--- START ---

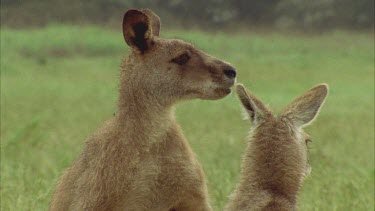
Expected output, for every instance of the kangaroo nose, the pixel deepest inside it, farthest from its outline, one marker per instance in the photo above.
(230, 73)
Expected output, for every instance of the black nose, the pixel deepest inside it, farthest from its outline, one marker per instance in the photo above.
(231, 73)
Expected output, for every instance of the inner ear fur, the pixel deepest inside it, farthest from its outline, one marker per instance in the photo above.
(137, 30)
(155, 21)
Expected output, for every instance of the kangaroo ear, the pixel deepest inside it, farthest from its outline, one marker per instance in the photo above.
(254, 107)
(305, 108)
(137, 30)
(155, 21)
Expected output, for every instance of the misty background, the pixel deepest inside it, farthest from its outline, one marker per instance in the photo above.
(212, 14)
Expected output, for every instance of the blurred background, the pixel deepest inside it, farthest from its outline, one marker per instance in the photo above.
(284, 14)
(60, 62)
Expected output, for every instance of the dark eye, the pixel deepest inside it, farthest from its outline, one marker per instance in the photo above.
(182, 59)
(308, 140)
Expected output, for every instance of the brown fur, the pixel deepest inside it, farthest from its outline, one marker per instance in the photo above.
(140, 159)
(275, 162)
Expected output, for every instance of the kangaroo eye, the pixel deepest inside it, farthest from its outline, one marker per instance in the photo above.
(182, 59)
(308, 140)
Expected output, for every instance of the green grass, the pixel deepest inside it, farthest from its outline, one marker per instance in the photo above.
(58, 84)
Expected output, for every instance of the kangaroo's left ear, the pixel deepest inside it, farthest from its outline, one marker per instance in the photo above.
(254, 107)
(155, 21)
(303, 110)
(139, 27)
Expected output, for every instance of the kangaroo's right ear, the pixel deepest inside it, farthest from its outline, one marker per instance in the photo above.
(305, 108)
(137, 28)
(254, 107)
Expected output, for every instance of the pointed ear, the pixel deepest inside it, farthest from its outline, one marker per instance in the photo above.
(254, 107)
(137, 30)
(155, 21)
(305, 108)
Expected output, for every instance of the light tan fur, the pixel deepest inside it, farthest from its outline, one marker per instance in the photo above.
(275, 161)
(140, 159)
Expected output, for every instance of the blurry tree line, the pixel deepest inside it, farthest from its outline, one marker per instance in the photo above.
(305, 14)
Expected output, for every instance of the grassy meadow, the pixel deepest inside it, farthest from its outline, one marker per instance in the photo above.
(59, 83)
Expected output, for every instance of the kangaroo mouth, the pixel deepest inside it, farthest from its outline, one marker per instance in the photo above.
(224, 91)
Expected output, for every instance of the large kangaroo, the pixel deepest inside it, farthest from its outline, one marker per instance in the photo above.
(275, 161)
(140, 159)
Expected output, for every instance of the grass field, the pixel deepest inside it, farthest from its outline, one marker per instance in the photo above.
(58, 84)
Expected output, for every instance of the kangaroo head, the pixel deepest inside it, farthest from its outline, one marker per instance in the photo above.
(282, 138)
(170, 69)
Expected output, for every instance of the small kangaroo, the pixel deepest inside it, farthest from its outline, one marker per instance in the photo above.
(275, 161)
(140, 159)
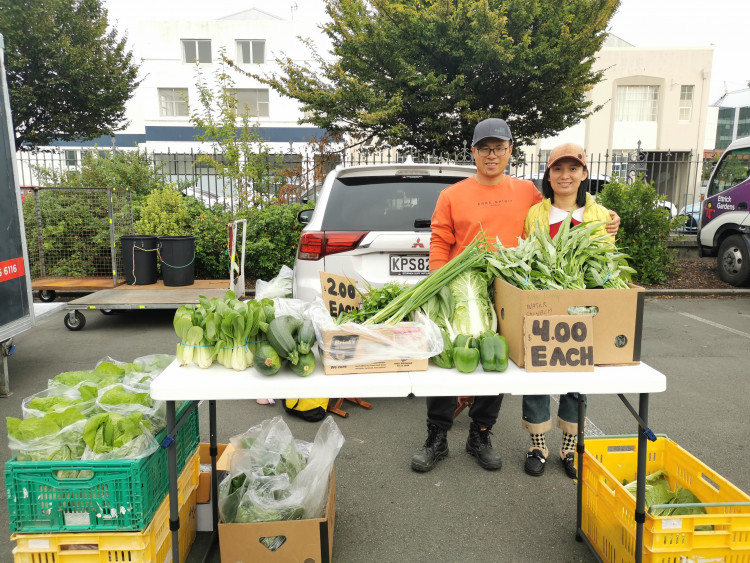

--- END ---

Goal of the exercise
Each record above must be retyped exactly. Omit the pictures.

Answer box
Expected output, for every instance of the kangaroo nose, the pixel deepest inside it, farthest from its outline, one marker per instance in the photo above.
(230, 73)
Expected output, for every instance of the black nose, the pixel deepest inside it, farthest from its outline, one marker per instance in the photo above.
(231, 73)
Expected output, for every instance of the inner ear fur, the pixel deepest inside it, farthest from its outline, one marker per instance in the photo above.
(137, 30)
(155, 21)
Expected output, for every instance of the kangaroo ear, the pixel deepest inside it, farthest from its outline, one marker per instance in the photo above.
(254, 107)
(305, 108)
(137, 30)
(155, 21)
Expected output, for every instance of the misty background, the pixel deepest inside it, farthest from its outline, one marker per instance in the photo above.
(212, 14)
Expected output, for every instance of the blurred background, the pixel deepest inside it, farthest from its outline, one marker per instance in the photo above.
(284, 14)
(60, 62)
Expected output, for every instance of the dark eye, the pixel deepest inside it, farthest from its outline, one marker per instance in the photo above.
(182, 59)
(308, 140)
Expected output, for every instance of the brown fur, the pixel deepest inside it, farthest from its outline, one marker per instance in the photo above.
(140, 159)
(275, 162)
Expected output, for every instance of the kangaroo eye, the pixel deepest inside it, farthest from its outline, one marker per instance in the photo above.
(182, 59)
(308, 140)
Expected output, for every instance of the green grass, the pixel deepest inside it, farthest from its outline, one marker per instance in the photo above.
(58, 84)
Expected output, for every instance of the kangaroo's left ear, the pixel deepest inside it, farthest from its outline, one marker per instance in the photo above.
(254, 107)
(155, 21)
(303, 110)
(139, 27)
Expected output, for every instance of the kangaroo's right ear, the pixel deepest inside it, farthest from its outline, one marker per instance in the photo above.
(305, 108)
(137, 28)
(254, 107)
Expected output, for every instance of the pointed ear, the pixel deepest inside it, farthest from its outline, one marker per instance in the photo above.
(254, 107)
(137, 30)
(155, 21)
(305, 108)
Expected output, for every instance of the light tan fur, the pixel deepest inside it, farthest from its outline, one marker per instance in the photo above.
(275, 161)
(140, 159)
Expected output, for every instance of the blurry tree line, the pixel deepest inside it, farthest from its outline, one marker per instance in the photo above.
(305, 14)
Expected output, for every instance of the grassy meadow, the pixel deepest inside it, farthest from its outline, one marker per instance in the photo above.
(59, 83)
Expected output, for every instance of the kangaroo mouth, the pixel deepest inside it, farthest from its outline, one marker per instance in the photo above.
(224, 91)
Expected output, for every instance of the large kangaroo, the pixel deepest inside it, farthest from its outline, one marker per instance in the photo above.
(275, 161)
(140, 159)
Expected output, for every instance of the grass field, the pixel deepest inside it, farthest from its outline, one marker per instance in the photo above.
(58, 84)
Expected output, for every instance of the kangaroo head, the pixel deepest inside it, farthest from its outline, one marker per instance in the photo above.
(282, 138)
(170, 69)
Expected output, for every instance of the small kangaroo, the pixel deepest inside it, farthest from its outline, one marker per instance in the photo above.
(275, 161)
(140, 159)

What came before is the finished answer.